#### To-do list:
1 – Reproduce every one of the rows below word for word.
2 – Continue the Hale v. Ault appellate opinion from the point at which it ends.

#### Extract provided:
— START —

Hale v. Ault, 51 Ill. App. 3d 634 (1977)

June 14, 1977 · Illinois Appellate Court · No. 76-299
51 Ill. App. 3d 634

CHESTER O. HALE et al., Plaintiffs-Appellants, v. LULA L. AULT et al., Defendants-Appellees.

Third District

No. 76-299

Opinion filed June 14, 1977.

Modified on denial of rehearing August 25, 1977.

Dan A. Ribble, of Long, Schrager & Phares Assoc., of East Moline, for appellants.

*635Richard L. Whitman, of Kritzer, Stansell & Gritser, of Monmouth, for appellees.

Mr. JUSTICE GREEN

delivered the opinion of this court:

Plaintiffs Chester O. Hale and Genevieve A. Hale obtained a judgment for the possession of real estate and for issuance of a writ of restitution against defendants Lula L. Ault and Russell F. Ault in an action in forcible entry and detainer brought in the Circuit Court of Warren County under the provisions of “An Act in regard to forcible entry and detainer” (Ill. Rev. Stat. 1973, ch. 57, par. 1 et seq.). Defendants then filed a petition in that court pursuant to section 72 of the Civil Practice Act (Ill. Rev. Stat. 1973, ch. 110, par. 72) seeking to have the judgment vacated on the grounds that the court had lacked subject matter jurisdiction to enter the judgment. After a hearing on the petition, the trial court set aside the judgment. Plaintiffs appeal.

The section 72 petition was not supported by affidavit and no evidence was presented at the hearing on the petition. The parties do not dispute that plaintiffs’ complaint in forcible entry and detainer was before the court for the hearing on the petition. That complaint alleged that defendants had forcibly taken possession of the real estate in dispute. It also stated that plaintiffs were the assignees of the purchasers under an installment contract for sale of the real estate. Defendants were the successors in interest of the sellers. The contract was attached to the complaint. It contained a provision giving the sellers the right to forfeit, under certain conditions, the purchasers’ rights under the contract if the required payments were not made. Also, undisputedly before the court at the hearing on the petition, was a memorandum of the trial judge who had presided at the forcible entry and detainer trial. The memo stated that the judge found the sole issue at that trial to be whether the defendants had given proper notice to plaintiffs to forfeit plaintiffs’ rights under the contract of sale.

The rationale of the trial court in granting the section 72 relief and defendants’ arguments on appeal are based upon the following legal premises: (a) in a forcible entry and detainer action, the court sits as a court of special and limited jurisdiction possessed only of the powers given it by the legislation creating the remedy; (b) when such a court acts outside that jurisdiction, its judgment is void; and (c) if title must necessarily be decided in a forcible entry and detainer case in order to decide the right to possession, the court lacks jurisdiction to decide the right to possession and any judgment attempting to do so is void and subject to collateral attack. We do not need to pass upon the validity of premises (a) and (b) in order to reach a decision. Many opinions have stated those principles. We deem it important, however, to caution that those principles may need to be reexamined in the light of changes that *636have occurred because of the enactment of the amendment to the Judicial Article of the Illinois Constitution which became effective for most purposes January 1,1964, and the adoption of the Illinois Constitution of 1970. We no longer have trial courts of special and limited jurisdiction. Prior to January 1, 1964, circuit courts had “original jurisdiction of all cases in law and equity.” (Ill. Const. 1870, art. VI, §12.) Now circuit courts have “original jurisdiction of all justiciable matters” (Ill. Const. 1970, art. VI, §9) excepting those concerning redistricting of the General Assembly and the disability of the Governor. Recently in the case of People v. Gilmore (1976), 63 Ill. 2d 23, 344 N.E.2d 456, in ruling that the subject matter jurisdiction of the circuit court in criminal cases arises from the constitution and not from the charge, the Supreme Court indicated that the conception of subject matter jurisdiction has changed.

— END —

#### Given information:
— START —

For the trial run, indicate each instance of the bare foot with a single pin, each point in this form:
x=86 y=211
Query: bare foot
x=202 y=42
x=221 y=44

— END —

#### Per-task outputs:
1 –
For the trial run, indicate each instance of the bare foot with a single pin, each point in this form:
x=86 y=211
Query: bare foot
x=202 y=42
x=221 y=44

2 –
Our decision, however, is based upon our disagreement with both the applicability and validity of premise (c). In support of the premise defendants cite Kaufman v. Miller (1919), 214 Ill. App. 236; Layzod v. Martin (1940), 305 Ill. App. 1, 26 N.E.2d 423; and Urbach v. Green (1957), 15 Ill. App. 2d 186, 145 N.E.2d 808. The instant case concerns a collateral attack upon a judgment for possession entered in an action in forcible entry and detainer. Each of those cases involved a direct appeal from such a judgment. In Kaufman v. Miller the appellate court reversed and remanded because the trial court had improperly considered a disputed question of title in determining whether plaintiff was entitled to possession. In Layzod v. Martin the court ruled that plaintiff’s proof of entitlement to possession was inadequate because it depended on a deed from a third person without showing any title or right to possession in that person. The court stated that title documents could be considered to determine the right to possession but that ejectment would be the proper remedy if proof of right to possession could be made only after a determination of a dispute as to who held title. The court reversed and remanded for a new trial. In Urbach v. Green the appeal was from an order of the Municipal Court of Chicago which had awarded possession after considering some complicated questions of title. The court stated:

“Where, however, it appears that there is a serious contest with respect to title and the right to possession derived therefrom, the issue cannot be tried in a forcible detainer action. * * * In our opinion the trial court in the exercise of a sound discretion should have done what was done by the same court in the first forcible detainer action, that is, transfer the case to the Superior Court for consolidation with the chancery proceeding.” 15 Ill. App. 2d 186, 188-89, 145 N.E.2d 808, 810.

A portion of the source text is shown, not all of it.